List of tasks:
1. In the passage on hiphop, what have many White devotees told the writer?
2. Pick up the passage on hiphop at its final line and carry it forward.

Given passage:

%%

So, yeah, no question, hiphop owes a debt to the best and worst of
being so dude-centered. On the upside it is about male-bonding,
autobiographical vulnerability, reportage you don't see on your local
news, and, if you are truly willing to listen, some of the best
speak-to-the-times poetry this side of Shakespeare, the Beats, and
Sonia Sanchez. I cannot tell you how many White devotees have told me
they knew nothing about Blacks and Latinos until they began absorbing
hiphop culture. Nor have I ignored the throngs of Asian hiphoppers
who assiduously study and manifest the culture better than the Black
and Latino folks who birthed it. It is an organic cultural (self)

%%

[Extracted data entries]
%%

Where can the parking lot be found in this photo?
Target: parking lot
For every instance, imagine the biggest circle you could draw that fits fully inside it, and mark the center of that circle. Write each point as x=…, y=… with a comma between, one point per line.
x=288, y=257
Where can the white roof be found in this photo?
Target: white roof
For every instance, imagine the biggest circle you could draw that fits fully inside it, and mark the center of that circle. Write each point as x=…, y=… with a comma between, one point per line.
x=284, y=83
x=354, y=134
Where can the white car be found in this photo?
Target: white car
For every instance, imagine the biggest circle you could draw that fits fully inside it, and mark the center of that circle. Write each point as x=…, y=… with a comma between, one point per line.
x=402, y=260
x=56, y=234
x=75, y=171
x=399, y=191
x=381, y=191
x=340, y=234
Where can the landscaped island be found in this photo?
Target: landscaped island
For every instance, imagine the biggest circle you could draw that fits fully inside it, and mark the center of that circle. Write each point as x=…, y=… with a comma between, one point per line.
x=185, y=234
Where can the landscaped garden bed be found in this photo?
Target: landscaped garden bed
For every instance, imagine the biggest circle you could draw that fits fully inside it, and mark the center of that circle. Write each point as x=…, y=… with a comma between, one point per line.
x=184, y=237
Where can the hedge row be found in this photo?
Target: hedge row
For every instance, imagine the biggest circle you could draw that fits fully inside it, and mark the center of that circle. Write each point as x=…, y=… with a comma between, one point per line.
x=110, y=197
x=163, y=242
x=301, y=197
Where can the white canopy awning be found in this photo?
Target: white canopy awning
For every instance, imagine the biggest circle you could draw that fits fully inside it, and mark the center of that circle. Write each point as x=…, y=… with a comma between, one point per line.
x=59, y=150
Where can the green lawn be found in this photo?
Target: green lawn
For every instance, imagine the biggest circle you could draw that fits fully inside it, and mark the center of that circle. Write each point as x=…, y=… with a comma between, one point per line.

%%

Per-task outputs:
1. They knew nothing about Blacks and Latinos until they began absorbing hiphop culture.

2.
education for insiders and outsiders and self-empowerment in the face
of impossible odds. At its worst hiphop serves up some of the most
destructive and myopic definitions of manhood this side of all the
caveman-like things Mick Jagger, Sid Vicious, and other drugged-up and
oversexed rockers said and did in their prime. Indeed, like rock 'n'
roll, hiphop sometimes makes you think we men don't like women much at
all, except to objectify them as trophy pieces or, as contemporary
vernacular mandates, as "baby mommas," "chickenheads," or
"bitches."
But just as it was unfair to demonize men of color in the '60s solely
as wild-eyed radicals when what they wanted, amidst their fury, was a
little freedom and a little power, today it is wrong to categorically
dismiss hiphop without taking into serious consideration the
socioeconomic conditions (and the many record labels that eagerly
exploit and benefit from the ignorance of many of these young artists)
that have led to the current state of affairs. Or, to paraphrase the
late Tupac Shakur, we were given this world, we did not make it.
Which means hiphop did not breed ghettos, poverty, single mothers,
fatherlessness, rotten school systems, immorality, materialism,
self-hatred, racism, sexism, and the prison-industrial complex that is
capturing literally thousands of young Black and Latino males and
females each year.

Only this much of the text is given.